» **Task statement**
Display every line of the records below that contains the word "rough", matching case exactly.

(Source material)

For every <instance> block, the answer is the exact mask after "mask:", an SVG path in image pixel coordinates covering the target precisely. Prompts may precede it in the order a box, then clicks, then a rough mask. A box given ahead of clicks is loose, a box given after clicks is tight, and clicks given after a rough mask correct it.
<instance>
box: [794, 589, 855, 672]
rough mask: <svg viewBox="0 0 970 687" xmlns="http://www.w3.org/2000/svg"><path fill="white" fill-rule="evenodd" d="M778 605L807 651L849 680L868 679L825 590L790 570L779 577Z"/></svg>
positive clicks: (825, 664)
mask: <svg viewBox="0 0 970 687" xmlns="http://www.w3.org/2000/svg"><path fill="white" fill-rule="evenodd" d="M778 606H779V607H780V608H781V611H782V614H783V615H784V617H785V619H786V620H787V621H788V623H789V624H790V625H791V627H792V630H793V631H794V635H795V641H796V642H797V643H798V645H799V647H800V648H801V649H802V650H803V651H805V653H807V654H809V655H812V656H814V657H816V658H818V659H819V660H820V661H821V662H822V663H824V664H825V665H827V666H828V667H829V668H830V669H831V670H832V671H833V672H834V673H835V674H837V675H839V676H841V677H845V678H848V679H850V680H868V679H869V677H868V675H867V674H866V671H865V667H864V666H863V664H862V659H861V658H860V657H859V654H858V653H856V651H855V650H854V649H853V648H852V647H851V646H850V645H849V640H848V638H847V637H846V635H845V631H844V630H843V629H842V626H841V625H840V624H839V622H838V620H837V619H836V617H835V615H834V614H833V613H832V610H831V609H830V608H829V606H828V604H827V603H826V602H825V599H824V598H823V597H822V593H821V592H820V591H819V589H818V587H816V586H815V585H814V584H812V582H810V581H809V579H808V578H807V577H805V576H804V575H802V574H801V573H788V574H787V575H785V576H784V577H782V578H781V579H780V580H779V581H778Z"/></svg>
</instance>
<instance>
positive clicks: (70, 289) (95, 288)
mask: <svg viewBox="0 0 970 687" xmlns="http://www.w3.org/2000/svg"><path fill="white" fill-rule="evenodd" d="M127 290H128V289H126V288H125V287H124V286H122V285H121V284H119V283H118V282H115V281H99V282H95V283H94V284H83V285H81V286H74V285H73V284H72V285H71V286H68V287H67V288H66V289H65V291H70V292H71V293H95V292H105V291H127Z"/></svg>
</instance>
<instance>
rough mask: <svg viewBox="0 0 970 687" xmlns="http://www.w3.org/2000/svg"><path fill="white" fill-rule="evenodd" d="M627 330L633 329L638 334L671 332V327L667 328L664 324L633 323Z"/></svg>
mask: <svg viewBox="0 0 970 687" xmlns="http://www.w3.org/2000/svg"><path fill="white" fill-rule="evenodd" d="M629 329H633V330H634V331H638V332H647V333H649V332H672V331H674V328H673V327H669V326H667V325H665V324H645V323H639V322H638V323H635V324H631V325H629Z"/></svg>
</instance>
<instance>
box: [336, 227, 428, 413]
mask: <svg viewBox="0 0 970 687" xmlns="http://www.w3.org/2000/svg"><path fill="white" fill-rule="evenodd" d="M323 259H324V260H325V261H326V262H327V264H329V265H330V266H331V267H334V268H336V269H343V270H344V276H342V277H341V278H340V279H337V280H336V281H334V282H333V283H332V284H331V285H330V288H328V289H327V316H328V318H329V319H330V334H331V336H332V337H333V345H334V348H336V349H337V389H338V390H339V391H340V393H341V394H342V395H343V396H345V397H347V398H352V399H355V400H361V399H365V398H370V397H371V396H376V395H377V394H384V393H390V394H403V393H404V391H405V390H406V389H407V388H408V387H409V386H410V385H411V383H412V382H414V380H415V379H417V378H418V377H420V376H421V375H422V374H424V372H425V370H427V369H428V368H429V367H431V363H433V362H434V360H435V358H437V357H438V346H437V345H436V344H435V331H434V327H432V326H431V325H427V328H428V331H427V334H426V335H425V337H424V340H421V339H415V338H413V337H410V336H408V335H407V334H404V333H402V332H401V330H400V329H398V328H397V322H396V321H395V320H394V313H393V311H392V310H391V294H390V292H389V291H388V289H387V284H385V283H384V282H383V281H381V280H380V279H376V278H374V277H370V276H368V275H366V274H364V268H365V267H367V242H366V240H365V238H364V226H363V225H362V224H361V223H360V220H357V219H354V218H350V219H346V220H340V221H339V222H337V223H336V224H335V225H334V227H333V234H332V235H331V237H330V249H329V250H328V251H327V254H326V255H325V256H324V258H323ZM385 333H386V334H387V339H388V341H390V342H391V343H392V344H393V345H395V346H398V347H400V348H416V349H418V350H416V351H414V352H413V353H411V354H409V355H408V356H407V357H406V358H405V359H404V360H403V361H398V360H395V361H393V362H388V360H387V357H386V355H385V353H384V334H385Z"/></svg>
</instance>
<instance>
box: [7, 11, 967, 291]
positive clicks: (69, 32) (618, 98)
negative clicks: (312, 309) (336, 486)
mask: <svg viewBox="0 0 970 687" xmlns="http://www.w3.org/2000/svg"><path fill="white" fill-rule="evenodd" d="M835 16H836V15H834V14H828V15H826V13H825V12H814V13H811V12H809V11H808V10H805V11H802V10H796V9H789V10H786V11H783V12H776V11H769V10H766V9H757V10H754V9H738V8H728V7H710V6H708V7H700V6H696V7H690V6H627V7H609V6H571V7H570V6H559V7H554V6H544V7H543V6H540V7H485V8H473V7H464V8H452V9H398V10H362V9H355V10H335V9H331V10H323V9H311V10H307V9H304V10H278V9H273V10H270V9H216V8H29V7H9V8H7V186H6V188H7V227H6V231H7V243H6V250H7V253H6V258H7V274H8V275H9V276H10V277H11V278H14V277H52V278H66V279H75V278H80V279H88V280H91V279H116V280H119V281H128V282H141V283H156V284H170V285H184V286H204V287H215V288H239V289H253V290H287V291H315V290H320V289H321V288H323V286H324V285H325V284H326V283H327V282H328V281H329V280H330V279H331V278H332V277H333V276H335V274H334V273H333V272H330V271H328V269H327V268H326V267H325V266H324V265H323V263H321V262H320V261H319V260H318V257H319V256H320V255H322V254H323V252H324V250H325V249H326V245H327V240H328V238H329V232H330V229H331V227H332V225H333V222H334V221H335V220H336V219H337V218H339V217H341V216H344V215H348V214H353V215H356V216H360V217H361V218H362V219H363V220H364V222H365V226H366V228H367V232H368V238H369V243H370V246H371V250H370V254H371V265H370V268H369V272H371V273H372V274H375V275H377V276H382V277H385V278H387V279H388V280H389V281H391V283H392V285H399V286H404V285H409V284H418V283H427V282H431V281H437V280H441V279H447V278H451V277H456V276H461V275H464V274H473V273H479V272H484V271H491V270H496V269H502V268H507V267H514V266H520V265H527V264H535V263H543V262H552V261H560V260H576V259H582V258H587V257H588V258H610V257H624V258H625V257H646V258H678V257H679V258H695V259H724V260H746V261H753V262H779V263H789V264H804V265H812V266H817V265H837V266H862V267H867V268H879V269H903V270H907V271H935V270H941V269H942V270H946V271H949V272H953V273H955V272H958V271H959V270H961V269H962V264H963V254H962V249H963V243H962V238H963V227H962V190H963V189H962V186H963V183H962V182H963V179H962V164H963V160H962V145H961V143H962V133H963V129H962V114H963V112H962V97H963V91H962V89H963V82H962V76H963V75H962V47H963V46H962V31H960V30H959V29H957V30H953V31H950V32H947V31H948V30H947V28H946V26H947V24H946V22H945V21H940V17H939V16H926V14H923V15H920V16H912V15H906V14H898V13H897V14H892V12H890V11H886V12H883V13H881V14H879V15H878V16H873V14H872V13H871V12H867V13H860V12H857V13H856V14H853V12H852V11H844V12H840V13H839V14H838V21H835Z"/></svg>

(End Source material)

» **Task response**
For every <instance> block, the answer is the exact mask after "mask:", an SVG path in image pixel coordinates covering the target precisely. Prompts may precede it in the order a box, then clicks, then a rough mask. A box given ahead of clicks is loose, a box given after clicks is tight, and clicks given after a rough mask correct it.
rough mask: <svg viewBox="0 0 970 687" xmlns="http://www.w3.org/2000/svg"><path fill="white" fill-rule="evenodd" d="M778 605L807 651L849 680L868 679L825 590L790 570L779 577Z"/></svg>
rough mask: <svg viewBox="0 0 970 687" xmlns="http://www.w3.org/2000/svg"><path fill="white" fill-rule="evenodd" d="M627 330L633 329L638 334L671 332V327L667 328L664 324L633 323Z"/></svg>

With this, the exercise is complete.